## start Quoted passage
Olivier Andrieu answered and Xavier Leroy explained:
> This means the runtime (libasmrun.a) contains calls to dlopen(). Now
> I'm not sure why there are dlopen's in the native (ocamlopt)
> runtime. I thought only the bytecode one is using dlopen (to
> dynamically link stub libraries). If that is correct (ie the native
> runtime doesn't actually use dlopen) then I guess you can ignore the
> warning. 

This is entirely correct.  The reason why the native-code runtime
system contains the wrappers around dlopen() is that there exists
exactly one ocamlopt-compiled program that needs them: it's ocamlc.opt,
the natively-compiled bytecode compiler, which needs to dlopen()
shared libraries to check for the existence of symbols referenced from
external declarations in the Caml source.  

So, unless the Caml program happens to embark most of ocamlc
(unlikely!), you can safely ignore the warning at static linking time.
    

Mutex and posix

Archive: http://caml.inria.fr/archives/200501/msg00098.html

Luca Pascali asked and Xavier Leroy answered:
> Just a little question, my curiosity about the thread module.
> 
> I found in Posix (this is from 'info libc' page on section Mutexes) 
> these three functions
> 
> Function: int pthread_mutex_lock (pthread_mutex_t *mutex))
## end Quoted passage
## start Information shown
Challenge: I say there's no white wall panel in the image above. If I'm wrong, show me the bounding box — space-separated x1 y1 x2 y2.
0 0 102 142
## end Information shown
## Task set
(1) In the OCaml mailing-list excerpt, translate this sentence into Spanish: "So, unless the Caml program happens to embark most of ocamlc (unlikely!), you can safely ignore the warning at static linking time."
(2) Continue the OCaml mailing-list excerpt from the point where it stops.

## Answers to each task
(1) Así pues, a menos que el programa Caml incorpore la mayor parte de ocamlc (¡poco probable!), puede ignorar sin riesgo la advertencia en el momento del enlazado estático.

(2)
> Function: int pthread_mutex_trylock (pthread_mutex_t *MUTEX)
> Function: int pthread_mutex_timedlock (pthread_mutex_t *MUTEX, const 
> struct timespec *ABSTIME)
> 
> 1) for waiting indefinetly for a mutex,
> 2) failing immediatly if a mutex is locked,
> 3) wait for a specified amount of time and failing if mutex is still 
> locked when time is expired
> 
> Module Mutex, provides an interface only to the first two functions: 
> lock and try_lock.
> 
> My question is:
> is there any reason for this situation?

The latter is a recent addition to the POSIX threads API -- it's not
in the original POSIX threads spec (POSIX 1003.1c-1995).  I wouldn't
rely on this function being available in all POSIX threads
implementations.
    

ocamldap-2.0.3

Archive: http://caml.inria.fr/archives/200501/msg00124.html

Eric Stokes announced:
This is announcing the immediate release of ocamldap v2.0.3. Because of 
my busy schedule I did not announce the release of 2.0, however this 
release seems to be "stable", and I have more time, so I will announce 
it now.

ocamldap 2.0 features/changes
The Good
-- Another C binding bites the dust! Ocaml implementation of the wire 
protocol, implements the lber subset of ber (useful in itself for 
anyone working on ASN.1 stuff), no a C binding! I am very excited about 
this, it was fun code to write, and I am pleased with the performance 
given the time we spent. Some of you may recall that we promised to do 
this about 6 months ago, and lo, we have delivered.
-- The most exciting consequence of the native implementation of the 
protocol is that we now are not only a client library. We also provide 
a library for constructing LDAP SERVERS! We are very excited about 
this, and we already have a daemon based on this in the late stages of 
development. 
-- Optional SSL and TLS support via Samuel Mimram's ocaml-ssl binding 
(requires openssl)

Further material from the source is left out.